— SET OF TASKS —
(1) Print the part of the passage on planning and adaptation that opens with the words containing "My readers might" and closes with "we do next?", reproducing it without changes.
(2) Answer these questions from the passage on planning and adaptation:
(a) Which three words does the passage say imply the answer to what we do next?
(b) Which three examples of a complex adaptive system does it name?
(c) Who does it say will resist the end of the engineered society?

— TEXT BLOCK —

□ □ □ □ □ □ □

My readers might well ask, at this point, “Great. Does this mean we’re screwed?” If a meritocracy drawn from the brightest, best-educated people in history can’t cope with our future, what do we do next?

The answer is, I think implied by three words: Adapt, decentralize, and harden. Levels of environmental complexity that defeat planning are readily handled by complex adaptive systems. A CAS doesn’t try to plan against the future; instead, the agents in it try lots of adaptive strategies and the successful ones propagate. This is true whether the CAS we’re speaking of is a human immune system, a free market, or an ecology.

Since we can no longer count on being able to plan, we must adapt. When planning doesn’t work, centralization of authority is at best useless and usually harmful. And we must harden: that is, we need to build robustness and the capacity to self-heal and self-defend at every level of the system. […]

The people who will resist the end of the engineered society, the managed economy and the paternalist state are, of course, the “educated classes” themselves. Having become accustomed to functioning as the aristocracy of our time, they will believe in anything except their own obsolescence as rulers. It remains to be seen how much longer events will permit their delusions to continue.

□ □ □ □ □ □ □

— DATA PROVIDED —

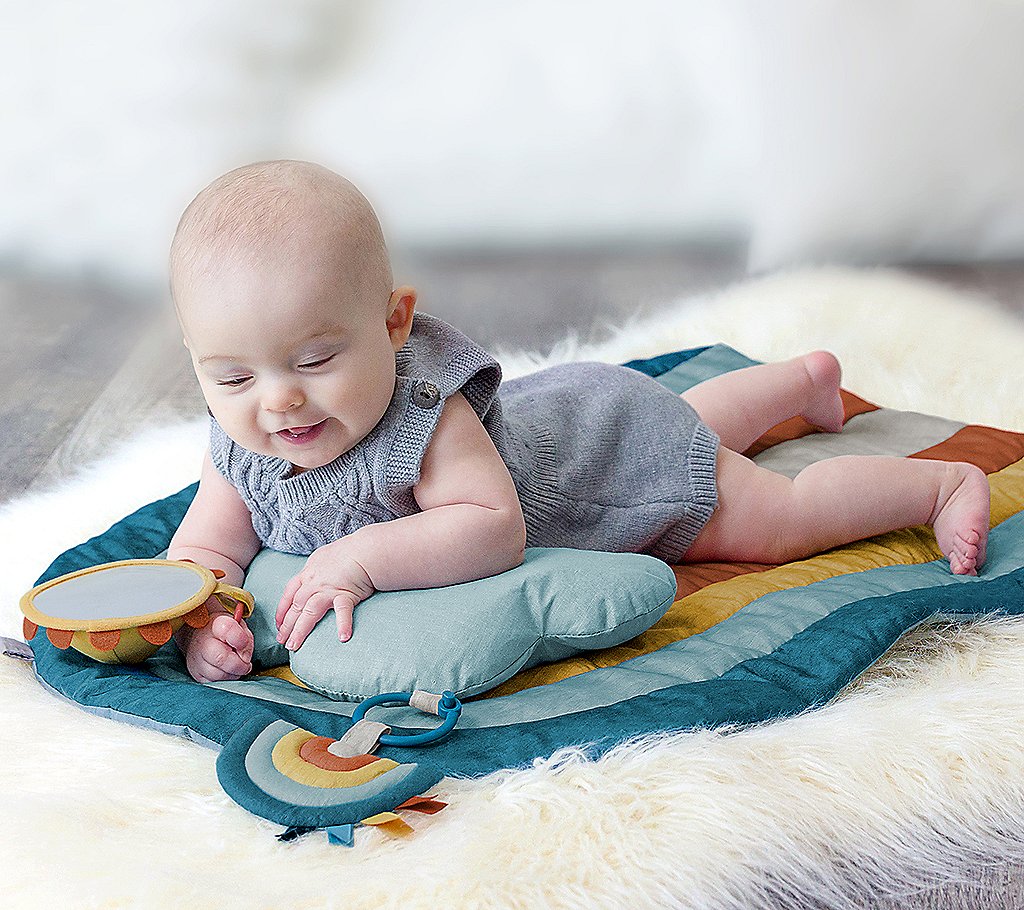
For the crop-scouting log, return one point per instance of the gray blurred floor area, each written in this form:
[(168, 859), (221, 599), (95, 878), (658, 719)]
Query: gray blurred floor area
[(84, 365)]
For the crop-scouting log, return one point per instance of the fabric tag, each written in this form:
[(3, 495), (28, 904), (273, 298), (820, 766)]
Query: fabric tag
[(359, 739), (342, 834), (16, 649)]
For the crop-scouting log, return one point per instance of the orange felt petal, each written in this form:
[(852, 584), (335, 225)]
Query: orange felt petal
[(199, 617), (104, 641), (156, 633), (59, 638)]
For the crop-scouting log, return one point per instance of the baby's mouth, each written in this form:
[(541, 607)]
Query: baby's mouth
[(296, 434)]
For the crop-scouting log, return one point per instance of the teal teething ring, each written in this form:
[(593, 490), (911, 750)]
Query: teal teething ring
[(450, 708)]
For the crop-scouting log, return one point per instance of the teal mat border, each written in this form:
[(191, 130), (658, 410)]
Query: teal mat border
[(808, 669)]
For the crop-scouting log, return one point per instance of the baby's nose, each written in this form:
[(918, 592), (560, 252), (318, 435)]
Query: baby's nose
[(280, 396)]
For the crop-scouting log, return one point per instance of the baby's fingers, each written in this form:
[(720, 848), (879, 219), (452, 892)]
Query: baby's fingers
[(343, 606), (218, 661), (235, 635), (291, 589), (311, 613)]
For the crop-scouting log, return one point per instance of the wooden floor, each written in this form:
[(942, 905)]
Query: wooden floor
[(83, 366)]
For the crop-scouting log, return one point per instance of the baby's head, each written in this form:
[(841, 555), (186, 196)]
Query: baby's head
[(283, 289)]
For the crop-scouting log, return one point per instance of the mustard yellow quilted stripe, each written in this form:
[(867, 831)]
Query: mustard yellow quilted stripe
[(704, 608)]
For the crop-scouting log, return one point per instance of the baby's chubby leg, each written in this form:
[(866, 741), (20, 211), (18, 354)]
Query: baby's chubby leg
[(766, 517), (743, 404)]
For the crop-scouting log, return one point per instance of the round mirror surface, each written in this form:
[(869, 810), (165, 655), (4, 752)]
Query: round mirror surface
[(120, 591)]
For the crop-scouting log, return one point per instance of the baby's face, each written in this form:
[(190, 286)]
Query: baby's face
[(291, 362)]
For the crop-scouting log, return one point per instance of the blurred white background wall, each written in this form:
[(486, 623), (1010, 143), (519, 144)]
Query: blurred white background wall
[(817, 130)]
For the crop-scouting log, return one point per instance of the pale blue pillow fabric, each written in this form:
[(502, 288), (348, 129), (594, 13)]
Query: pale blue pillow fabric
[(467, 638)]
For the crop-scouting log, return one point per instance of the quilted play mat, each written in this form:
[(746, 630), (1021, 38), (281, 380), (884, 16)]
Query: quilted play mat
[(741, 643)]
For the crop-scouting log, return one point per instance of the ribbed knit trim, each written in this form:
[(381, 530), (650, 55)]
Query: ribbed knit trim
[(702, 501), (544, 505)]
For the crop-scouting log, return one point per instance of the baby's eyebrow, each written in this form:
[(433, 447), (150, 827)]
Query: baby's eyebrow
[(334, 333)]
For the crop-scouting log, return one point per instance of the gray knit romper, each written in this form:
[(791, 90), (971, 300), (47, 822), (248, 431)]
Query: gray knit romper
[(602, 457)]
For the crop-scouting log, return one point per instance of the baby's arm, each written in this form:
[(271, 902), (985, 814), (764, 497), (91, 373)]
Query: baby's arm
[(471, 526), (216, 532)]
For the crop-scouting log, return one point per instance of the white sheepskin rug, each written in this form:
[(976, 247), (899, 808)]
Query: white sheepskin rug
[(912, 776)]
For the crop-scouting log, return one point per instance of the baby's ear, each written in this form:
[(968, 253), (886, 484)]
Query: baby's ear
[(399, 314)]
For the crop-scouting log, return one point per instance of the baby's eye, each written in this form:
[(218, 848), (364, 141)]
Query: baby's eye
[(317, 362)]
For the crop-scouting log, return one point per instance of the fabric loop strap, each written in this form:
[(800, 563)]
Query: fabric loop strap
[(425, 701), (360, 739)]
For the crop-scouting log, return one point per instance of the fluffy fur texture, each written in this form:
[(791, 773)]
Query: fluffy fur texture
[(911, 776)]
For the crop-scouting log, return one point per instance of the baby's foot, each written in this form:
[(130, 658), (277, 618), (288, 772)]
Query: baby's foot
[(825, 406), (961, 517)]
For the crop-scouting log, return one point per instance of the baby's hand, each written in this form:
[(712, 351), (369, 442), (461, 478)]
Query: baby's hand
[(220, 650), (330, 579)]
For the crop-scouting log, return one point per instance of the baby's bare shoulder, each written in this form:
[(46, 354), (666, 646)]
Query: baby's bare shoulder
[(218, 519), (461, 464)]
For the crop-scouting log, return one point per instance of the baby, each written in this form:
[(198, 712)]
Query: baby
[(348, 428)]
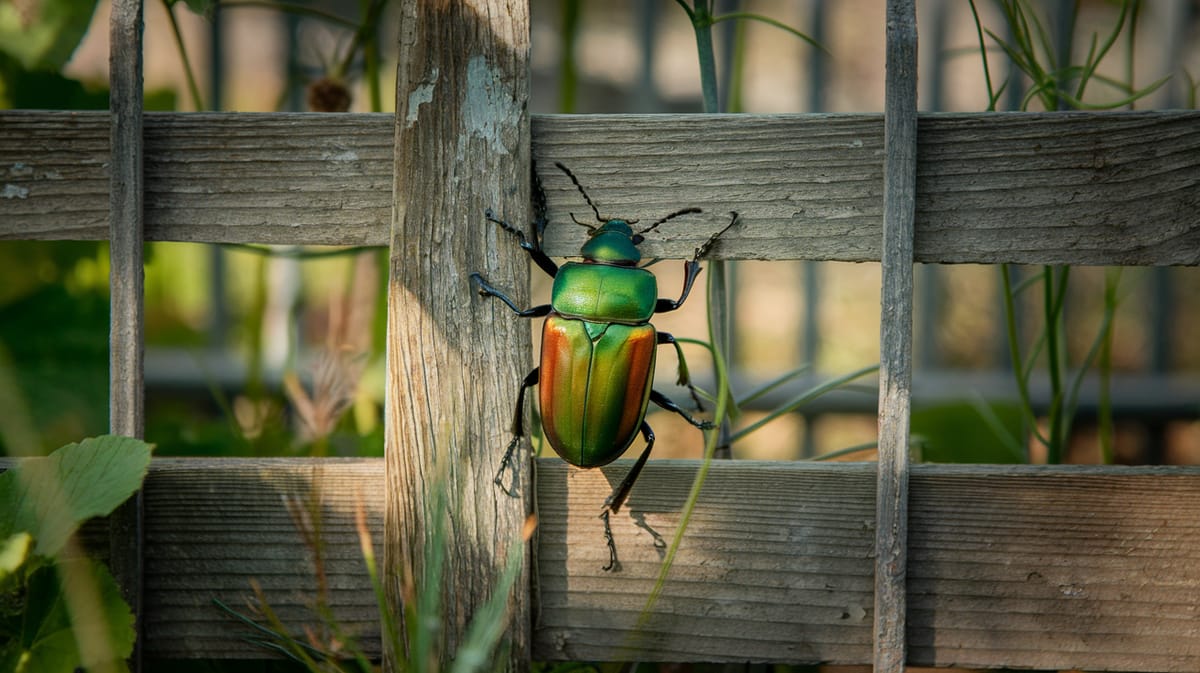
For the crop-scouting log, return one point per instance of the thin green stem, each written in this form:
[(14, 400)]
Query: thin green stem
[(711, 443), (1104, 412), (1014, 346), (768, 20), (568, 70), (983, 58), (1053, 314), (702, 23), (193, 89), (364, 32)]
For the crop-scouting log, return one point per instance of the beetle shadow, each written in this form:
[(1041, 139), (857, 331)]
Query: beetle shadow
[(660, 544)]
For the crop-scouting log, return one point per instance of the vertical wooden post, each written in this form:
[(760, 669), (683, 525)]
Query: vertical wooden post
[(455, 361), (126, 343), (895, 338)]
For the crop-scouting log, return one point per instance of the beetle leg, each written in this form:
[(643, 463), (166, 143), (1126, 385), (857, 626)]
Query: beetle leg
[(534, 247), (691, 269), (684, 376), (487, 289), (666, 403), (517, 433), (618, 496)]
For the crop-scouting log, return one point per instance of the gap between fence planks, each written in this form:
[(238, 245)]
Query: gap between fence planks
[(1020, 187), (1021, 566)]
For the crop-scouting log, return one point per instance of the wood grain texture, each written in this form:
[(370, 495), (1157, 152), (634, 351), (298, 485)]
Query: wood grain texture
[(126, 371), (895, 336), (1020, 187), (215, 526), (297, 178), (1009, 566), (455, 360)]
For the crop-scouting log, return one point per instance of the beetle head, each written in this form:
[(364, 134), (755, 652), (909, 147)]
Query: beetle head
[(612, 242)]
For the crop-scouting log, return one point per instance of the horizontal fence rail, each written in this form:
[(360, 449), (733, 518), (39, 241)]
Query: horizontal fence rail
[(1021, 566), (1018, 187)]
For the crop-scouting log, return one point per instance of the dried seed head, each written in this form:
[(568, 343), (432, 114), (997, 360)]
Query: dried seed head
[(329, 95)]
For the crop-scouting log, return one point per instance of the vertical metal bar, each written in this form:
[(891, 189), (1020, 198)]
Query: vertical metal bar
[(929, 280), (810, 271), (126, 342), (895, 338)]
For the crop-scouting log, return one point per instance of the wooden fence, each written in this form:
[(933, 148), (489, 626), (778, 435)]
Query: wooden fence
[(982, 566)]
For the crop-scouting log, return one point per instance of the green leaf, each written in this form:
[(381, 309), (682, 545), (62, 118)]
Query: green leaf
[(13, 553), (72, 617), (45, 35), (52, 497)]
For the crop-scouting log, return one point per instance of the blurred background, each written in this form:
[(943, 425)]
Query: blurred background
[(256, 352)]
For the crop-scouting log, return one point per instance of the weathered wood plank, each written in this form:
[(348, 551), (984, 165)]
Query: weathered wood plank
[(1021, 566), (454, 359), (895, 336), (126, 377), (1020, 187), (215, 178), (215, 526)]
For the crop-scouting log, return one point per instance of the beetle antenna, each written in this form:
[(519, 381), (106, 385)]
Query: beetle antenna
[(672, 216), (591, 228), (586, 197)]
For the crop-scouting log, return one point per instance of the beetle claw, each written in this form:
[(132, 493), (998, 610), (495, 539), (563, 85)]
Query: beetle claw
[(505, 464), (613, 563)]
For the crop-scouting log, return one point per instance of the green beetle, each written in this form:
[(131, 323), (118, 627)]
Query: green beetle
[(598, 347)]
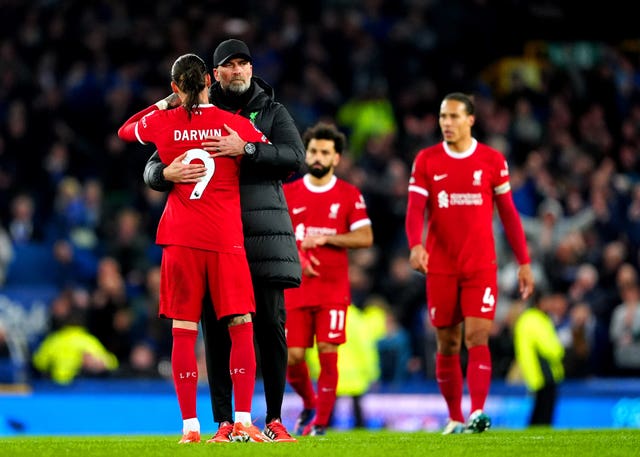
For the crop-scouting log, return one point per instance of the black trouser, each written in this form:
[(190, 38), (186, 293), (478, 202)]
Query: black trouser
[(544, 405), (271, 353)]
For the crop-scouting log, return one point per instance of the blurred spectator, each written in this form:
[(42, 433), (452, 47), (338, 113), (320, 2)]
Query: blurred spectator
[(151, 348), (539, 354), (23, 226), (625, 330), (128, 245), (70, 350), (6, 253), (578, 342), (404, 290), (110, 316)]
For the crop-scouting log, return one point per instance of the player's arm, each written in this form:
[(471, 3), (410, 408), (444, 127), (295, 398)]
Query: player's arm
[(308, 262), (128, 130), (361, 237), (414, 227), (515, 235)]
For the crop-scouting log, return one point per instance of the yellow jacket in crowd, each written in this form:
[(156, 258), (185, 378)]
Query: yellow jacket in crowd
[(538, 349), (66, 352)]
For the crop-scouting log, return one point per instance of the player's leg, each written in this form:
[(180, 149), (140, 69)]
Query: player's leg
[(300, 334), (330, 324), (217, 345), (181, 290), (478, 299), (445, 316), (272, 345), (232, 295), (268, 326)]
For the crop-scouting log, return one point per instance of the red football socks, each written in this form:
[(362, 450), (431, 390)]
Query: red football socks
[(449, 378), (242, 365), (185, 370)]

□ □ □ □ □ □ □

— EXERCISE SOLUTIONS —
(1)
My readers might well ask, at this point, “Great. Does this mean we’re screwed?” If a meritocracy drawn from the brightest, best-educated people in history can’t cope with our future, what do we do next?

(2)
(a) Adapt, decentralize, and harden.
(b) A human immune system, a free market, and an ecology.
(c) The "educated classes" themselves.